== Required task ==
Give the lines of the data below as a JSON list of strings, one string per line and blank lines omitted, starting at the line containing "tower. I'd be thankful for a quick response." and ending at the line containing "[64,674,160,686]".

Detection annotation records
--

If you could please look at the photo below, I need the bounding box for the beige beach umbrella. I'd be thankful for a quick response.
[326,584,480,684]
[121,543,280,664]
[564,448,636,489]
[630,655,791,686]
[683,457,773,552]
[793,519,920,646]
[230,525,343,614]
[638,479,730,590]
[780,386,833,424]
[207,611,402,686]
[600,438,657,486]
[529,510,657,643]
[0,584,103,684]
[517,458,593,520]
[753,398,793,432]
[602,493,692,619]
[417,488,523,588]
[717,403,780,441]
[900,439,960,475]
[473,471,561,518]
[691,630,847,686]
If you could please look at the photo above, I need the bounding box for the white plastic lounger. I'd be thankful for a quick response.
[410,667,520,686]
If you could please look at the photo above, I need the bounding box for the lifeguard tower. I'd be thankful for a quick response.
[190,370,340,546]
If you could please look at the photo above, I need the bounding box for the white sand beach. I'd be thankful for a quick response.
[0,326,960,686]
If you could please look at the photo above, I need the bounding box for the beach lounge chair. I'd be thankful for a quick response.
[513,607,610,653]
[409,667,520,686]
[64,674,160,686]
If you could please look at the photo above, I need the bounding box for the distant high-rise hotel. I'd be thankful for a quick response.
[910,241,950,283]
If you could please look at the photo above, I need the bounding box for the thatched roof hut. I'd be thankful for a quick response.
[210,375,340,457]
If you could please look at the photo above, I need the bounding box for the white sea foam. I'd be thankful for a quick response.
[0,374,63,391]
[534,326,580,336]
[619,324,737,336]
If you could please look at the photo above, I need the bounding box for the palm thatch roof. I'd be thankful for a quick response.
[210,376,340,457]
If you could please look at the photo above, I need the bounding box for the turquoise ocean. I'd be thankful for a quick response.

--

== Correct answer ==
[
  "If you could please look at the photo above, I need the bounding box for the lifeguard tower. I'd be thankful for a quick response.",
  "[190,370,340,546]",
  "If you could please look at the photo above, I need the bounding box for the white sand beach. I'd be thankful for a quick response.",
  "[0,326,960,686]",
  "If you could please look at the photo above, I need the bounding box for the beach lounge chair. I'd be thankful for a quick response.",
  "[513,607,610,653]",
  "[409,667,520,686]",
  "[64,674,160,686]"
]